◆ Given request ◆
Repeat without any change the stretch of entries below, from the line containing "Target: dense foliage" through the end of the entries.

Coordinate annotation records

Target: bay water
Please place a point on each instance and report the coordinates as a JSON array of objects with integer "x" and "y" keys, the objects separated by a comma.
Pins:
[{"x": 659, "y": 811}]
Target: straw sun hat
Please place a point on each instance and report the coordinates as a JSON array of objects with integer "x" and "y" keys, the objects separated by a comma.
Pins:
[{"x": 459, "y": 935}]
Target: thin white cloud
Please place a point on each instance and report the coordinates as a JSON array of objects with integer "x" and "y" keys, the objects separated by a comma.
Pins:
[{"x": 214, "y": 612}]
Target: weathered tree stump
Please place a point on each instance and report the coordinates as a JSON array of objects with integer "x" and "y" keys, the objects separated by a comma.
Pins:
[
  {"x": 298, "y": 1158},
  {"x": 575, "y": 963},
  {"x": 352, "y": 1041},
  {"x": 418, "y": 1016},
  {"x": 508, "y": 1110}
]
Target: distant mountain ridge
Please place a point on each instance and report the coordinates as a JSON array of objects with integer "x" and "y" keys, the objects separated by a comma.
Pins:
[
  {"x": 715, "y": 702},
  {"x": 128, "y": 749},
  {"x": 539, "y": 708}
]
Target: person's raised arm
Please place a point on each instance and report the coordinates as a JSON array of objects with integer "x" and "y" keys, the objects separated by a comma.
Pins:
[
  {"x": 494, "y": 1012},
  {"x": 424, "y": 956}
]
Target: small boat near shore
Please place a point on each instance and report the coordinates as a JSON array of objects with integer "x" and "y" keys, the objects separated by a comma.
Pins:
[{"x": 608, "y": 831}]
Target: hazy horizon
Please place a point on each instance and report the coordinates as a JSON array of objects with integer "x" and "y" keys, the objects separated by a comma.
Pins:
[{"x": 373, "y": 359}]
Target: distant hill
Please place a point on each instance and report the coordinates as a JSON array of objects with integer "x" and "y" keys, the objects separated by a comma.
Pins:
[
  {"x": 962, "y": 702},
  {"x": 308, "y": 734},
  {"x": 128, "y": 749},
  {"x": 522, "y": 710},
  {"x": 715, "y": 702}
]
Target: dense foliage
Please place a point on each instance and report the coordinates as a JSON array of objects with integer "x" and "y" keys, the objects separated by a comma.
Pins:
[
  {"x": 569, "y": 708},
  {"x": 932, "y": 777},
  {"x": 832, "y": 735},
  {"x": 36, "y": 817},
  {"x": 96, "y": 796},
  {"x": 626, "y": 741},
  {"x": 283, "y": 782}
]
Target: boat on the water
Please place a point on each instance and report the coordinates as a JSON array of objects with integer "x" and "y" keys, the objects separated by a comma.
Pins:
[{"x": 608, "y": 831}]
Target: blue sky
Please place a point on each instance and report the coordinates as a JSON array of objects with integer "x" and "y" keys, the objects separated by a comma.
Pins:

◆ Written response ◆
Target: dense foliage
Please place a point on each instance and report the coordinates as a JSON array of objects with integer "x" and "y" keys, the objects separated by a comma.
Pins:
[
  {"x": 569, "y": 708},
  {"x": 932, "y": 777},
  {"x": 832, "y": 735},
  {"x": 36, "y": 817},
  {"x": 96, "y": 796},
  {"x": 626, "y": 741},
  {"x": 283, "y": 782}
]
Target: boat on the water
Please place a point on each instance and report the coordinates as a JSON array of objects with integer "x" and "y" keys, the objects separated by a comma.
Pins:
[{"x": 608, "y": 831}]
Target: blue sky
Please place a point on each instance and report the coordinates as a JSON array of objects with integer "x" and "y" keys, the objects separated by a comma.
Pins:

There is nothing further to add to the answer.